_Task prompt_: Pick out each line of the material that contains the string "bird", and copy those lines. Letter case counts.

--- Dataset content ---

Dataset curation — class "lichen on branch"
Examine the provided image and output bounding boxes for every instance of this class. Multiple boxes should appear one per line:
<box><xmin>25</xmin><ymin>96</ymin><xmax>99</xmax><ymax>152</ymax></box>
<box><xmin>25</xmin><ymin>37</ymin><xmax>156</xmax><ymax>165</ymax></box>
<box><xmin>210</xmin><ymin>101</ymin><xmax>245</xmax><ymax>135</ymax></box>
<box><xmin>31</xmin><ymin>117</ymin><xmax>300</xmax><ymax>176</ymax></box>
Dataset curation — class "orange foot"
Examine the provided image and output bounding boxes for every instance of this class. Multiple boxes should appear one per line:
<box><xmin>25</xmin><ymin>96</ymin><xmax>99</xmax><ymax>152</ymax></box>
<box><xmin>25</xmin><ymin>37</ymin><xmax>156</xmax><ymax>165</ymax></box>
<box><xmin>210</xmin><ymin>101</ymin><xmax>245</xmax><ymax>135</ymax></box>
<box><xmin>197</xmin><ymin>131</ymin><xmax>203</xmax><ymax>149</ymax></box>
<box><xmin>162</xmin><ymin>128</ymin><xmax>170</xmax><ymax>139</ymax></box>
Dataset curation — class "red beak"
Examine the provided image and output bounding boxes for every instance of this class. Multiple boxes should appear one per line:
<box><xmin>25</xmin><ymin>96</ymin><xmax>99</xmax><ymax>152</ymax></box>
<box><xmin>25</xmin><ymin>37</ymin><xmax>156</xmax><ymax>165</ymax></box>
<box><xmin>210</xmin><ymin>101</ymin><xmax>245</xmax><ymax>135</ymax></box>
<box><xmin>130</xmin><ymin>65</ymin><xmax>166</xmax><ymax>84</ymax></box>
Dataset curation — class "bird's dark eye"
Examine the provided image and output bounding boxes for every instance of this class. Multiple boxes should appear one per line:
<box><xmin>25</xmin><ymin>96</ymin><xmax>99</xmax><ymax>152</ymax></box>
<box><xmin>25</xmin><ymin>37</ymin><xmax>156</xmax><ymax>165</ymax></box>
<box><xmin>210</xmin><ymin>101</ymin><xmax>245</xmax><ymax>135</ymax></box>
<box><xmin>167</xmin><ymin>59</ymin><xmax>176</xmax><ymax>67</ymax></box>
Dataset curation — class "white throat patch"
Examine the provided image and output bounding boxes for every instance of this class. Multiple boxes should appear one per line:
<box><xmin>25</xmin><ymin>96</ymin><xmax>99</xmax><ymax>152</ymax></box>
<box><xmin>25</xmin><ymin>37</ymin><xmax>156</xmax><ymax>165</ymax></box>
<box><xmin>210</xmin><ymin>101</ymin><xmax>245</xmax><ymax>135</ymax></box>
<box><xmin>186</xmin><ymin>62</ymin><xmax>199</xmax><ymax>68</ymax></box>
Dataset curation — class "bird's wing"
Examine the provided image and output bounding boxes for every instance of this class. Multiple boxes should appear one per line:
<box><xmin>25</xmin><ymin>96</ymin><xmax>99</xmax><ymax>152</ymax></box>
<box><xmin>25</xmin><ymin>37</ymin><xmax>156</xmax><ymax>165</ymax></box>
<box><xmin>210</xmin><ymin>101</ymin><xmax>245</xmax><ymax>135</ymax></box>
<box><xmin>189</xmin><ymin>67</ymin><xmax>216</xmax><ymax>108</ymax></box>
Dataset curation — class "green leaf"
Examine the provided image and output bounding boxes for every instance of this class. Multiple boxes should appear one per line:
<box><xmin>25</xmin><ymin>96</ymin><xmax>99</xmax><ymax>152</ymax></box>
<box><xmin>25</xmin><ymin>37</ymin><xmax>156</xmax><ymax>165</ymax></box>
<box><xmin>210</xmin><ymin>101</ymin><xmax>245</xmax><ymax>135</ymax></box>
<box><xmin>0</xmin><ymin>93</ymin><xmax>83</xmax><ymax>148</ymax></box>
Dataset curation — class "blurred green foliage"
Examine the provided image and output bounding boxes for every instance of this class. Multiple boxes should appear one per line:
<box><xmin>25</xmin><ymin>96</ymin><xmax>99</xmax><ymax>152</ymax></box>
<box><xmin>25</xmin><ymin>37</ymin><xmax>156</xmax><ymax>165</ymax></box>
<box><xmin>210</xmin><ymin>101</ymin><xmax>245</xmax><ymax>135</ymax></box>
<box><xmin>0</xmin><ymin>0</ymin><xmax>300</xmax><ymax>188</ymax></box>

---

_Solution for this problem_:
Dataset curation — class "bird's dark eye"
Dataset curation — class "bird's wing"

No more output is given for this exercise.